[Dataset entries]
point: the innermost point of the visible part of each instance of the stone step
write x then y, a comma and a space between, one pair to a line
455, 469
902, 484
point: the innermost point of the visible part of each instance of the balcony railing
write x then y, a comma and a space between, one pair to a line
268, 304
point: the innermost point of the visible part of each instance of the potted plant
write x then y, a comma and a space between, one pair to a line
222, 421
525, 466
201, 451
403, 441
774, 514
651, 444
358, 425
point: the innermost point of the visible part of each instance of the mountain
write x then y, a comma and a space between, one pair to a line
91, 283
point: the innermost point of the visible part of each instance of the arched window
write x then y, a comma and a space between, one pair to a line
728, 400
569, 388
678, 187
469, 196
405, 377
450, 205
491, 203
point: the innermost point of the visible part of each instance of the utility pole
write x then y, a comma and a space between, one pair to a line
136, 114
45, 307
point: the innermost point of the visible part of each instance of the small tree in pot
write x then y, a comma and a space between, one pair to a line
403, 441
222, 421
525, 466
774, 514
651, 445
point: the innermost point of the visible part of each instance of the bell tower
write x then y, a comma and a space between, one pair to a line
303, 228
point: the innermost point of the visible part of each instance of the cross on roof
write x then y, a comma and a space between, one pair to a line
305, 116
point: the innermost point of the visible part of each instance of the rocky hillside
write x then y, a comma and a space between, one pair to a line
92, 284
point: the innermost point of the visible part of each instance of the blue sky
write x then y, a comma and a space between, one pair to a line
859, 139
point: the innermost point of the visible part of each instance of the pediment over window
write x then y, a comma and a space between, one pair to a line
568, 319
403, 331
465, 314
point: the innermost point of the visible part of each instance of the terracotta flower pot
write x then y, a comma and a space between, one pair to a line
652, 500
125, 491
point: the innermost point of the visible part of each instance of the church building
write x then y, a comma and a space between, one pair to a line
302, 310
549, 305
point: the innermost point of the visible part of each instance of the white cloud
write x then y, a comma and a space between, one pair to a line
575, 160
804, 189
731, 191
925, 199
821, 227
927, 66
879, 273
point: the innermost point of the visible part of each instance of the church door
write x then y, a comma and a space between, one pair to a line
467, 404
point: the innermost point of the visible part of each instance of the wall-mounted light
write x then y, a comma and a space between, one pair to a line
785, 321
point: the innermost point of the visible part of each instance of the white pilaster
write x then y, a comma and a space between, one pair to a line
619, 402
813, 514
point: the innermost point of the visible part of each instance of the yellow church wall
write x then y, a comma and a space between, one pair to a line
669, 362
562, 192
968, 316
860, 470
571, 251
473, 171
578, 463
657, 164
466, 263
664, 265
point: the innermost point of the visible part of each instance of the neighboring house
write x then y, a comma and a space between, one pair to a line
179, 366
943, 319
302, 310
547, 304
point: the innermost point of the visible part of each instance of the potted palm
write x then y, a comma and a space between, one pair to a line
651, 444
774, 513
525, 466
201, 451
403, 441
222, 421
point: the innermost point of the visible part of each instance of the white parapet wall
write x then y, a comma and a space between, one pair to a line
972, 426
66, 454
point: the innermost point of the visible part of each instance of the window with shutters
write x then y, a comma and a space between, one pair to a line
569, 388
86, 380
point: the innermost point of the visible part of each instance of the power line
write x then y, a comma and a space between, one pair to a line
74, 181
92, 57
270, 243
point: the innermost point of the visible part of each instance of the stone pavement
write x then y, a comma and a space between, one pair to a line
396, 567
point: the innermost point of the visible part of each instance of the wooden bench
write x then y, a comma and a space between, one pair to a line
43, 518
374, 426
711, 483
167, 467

[Exercise goal]
Go through the records and print each one exactly.

[Response]
point: the innermost point of the visible part of each instance of the stone step
write x then y, a comma and a space between, one pair to a line
455, 469
902, 484
point: the innermost point of the visible part of each instance of the balcony railing
write x then y, a comma and a space between, one pair to a line
268, 304
point: the innermost point of the visible part of each instance of the potted plant
write x then y, a comma and a space between, one pair to a line
222, 421
525, 466
201, 451
403, 441
774, 514
651, 444
358, 425
point: the innermost point of the visible part of each instance of the mountain
write x then y, a comma and a space between, one pair to a line
91, 283
point: the innermost point of the visible part of each instance of the arched window
write x then y, a comma and a space between, one pair to a line
728, 400
569, 388
678, 187
469, 196
405, 377
450, 205
491, 203
point: the innermost point of the visible part of each instance of the utility pole
write x then y, a comma and a space between, one pair to a line
136, 114
45, 307
point: the innermost point of the visible part of each instance of the small tree in pot
write x then y, a comma and a space between, one pair to a line
403, 441
222, 421
525, 466
774, 514
651, 445
point: the innermost point of the visible part of each instance of the bell tower
write x then y, a comma and a space between, one pair to a line
303, 228
point: the innermost point of the visible part of each instance of the cross on roof
write x then y, a comma and a space between, one pair to a line
305, 116
point: the innermost point of the visible part of each instance of the rocky hillside
write x then y, a comma and a space between, one pair to a line
92, 284
point: the innermost point of the visible part of each instance of the blue sky
write x then y, a comma and a space between, one pair to a line
859, 139
point: the innermost point of the visible part of each instance of the pediment over window
write x then y, a comma and a space between, one pair to a line
568, 319
403, 331
465, 314
point: the innermost point of the visible part of each instance of the terracotta flower pot
write x then y, a comma and a space between, one pair to a line
652, 500
125, 491
point: the innermost point of the visible part of each instance of the church building
write x then y, a comma and a space between, one pair to a line
302, 310
549, 305
point: the innermost point of the visible part of each instance of the white cloud
write x then y, a comma and a space between, one pair to a line
575, 160
804, 189
731, 191
925, 199
821, 227
927, 66
879, 273
point: the innermost point of the visible part of each instance of the church door
write x then y, a comma and a space between, one pair to a line
467, 404
point: the innermost point of the visible part of each instance of the wall-mounted light
write x then y, a comma and a space between, one pair to a line
785, 321
point: the innermost point of the visible part of each instance of the white pilaster
write x then y, a comma and a space between, one pair to a line
619, 402
813, 514
point: the innermost point of the visible part of each instance of the yellow church wall
write x then y, a comma and a space between, one pair to a line
669, 362
562, 192
968, 316
860, 470
571, 251
473, 171
578, 463
657, 164
466, 263
664, 265
point: the innermost point of the visible part of each instance of the neighboring house
write x then y, a comma and a space between, one pair to a line
179, 366
943, 319
302, 310
547, 304
point: the innermost point of the visible part of each instance of the potted palm
write x then y, a comma and a space between, one pair to a line
651, 444
774, 513
525, 466
201, 451
403, 441
222, 421
point: the innermost point of the visible part of each instance of the white parapet wall
write x then y, a comma and a space between, one pair to a line
972, 426
66, 454
point: the innermost point of the visible part of each instance of the window with shutters
write x then y, a comma and a space between, one pair to a line
569, 388
86, 380
point: the innermost point of the visible part of each instance of the power line
write x then y, a comma and a space between, one pair to a line
74, 181
92, 57
270, 243
point: the innermost point of the visible part of each instance of the stone pavement
write x then y, a comma and a space between, one pair to a line
396, 567
point: the innermost point of the visible part of each instance of the wooden bench
write x then y, a comma and a space between, one pair to a line
43, 518
374, 426
711, 483
167, 467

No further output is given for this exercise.